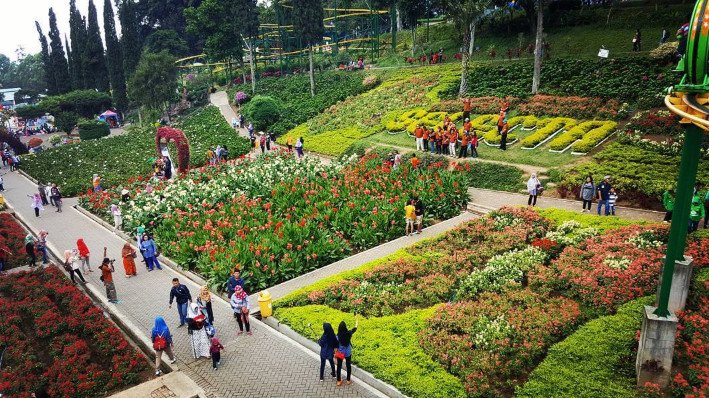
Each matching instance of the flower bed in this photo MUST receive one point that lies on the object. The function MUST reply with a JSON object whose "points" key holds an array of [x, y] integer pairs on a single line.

____________________

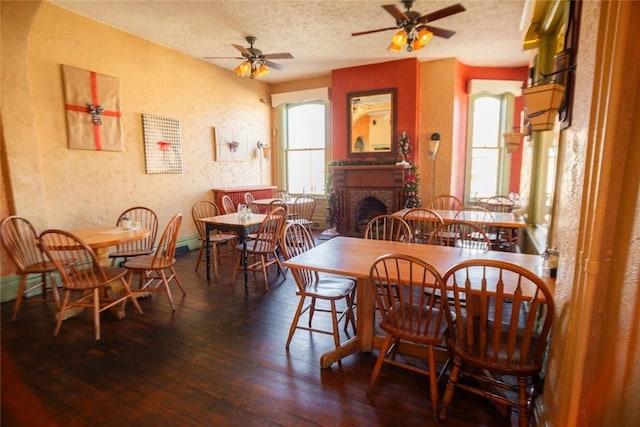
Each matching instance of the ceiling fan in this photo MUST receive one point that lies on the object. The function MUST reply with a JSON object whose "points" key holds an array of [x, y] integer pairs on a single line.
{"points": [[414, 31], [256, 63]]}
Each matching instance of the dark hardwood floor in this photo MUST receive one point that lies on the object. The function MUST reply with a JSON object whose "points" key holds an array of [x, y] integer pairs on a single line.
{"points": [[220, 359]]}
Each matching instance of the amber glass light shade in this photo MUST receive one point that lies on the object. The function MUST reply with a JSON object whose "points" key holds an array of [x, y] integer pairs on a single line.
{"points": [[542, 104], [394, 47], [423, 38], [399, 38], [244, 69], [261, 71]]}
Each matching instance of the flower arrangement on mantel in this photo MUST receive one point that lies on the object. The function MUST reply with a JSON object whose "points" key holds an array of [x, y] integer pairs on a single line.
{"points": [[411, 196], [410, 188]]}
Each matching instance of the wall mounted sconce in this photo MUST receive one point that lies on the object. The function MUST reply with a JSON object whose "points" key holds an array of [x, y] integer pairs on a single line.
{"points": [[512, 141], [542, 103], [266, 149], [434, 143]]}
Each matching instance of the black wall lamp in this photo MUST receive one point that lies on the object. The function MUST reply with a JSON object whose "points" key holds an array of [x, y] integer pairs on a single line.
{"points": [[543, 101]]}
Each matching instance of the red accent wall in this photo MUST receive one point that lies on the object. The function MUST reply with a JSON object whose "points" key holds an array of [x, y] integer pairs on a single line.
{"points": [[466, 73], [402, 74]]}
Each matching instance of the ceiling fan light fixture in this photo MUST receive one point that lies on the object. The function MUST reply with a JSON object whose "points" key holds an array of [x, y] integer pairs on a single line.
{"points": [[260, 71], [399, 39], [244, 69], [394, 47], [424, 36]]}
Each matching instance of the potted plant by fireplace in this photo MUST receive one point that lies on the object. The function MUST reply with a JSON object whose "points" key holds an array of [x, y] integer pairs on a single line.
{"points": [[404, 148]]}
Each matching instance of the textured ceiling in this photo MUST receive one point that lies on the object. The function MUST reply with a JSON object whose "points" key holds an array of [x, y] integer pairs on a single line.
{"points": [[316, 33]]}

____________________

Please return every line of the items above that contains the word "flower".

_THE SOLUTION_.
Each matching instance of the flower bed in this photo MUST receive one point that lies on the object. The function MUST reply with a JSON object whose "points" key holds an array of [x, y] integer pairs on a single line.
Each matching instance of the flower arrangement on mantel in this photo MUST receive one point that lies on the object. The function MUST reply with a JSON object whose "points" key holds an array of [x, y] integer pairs on a single line.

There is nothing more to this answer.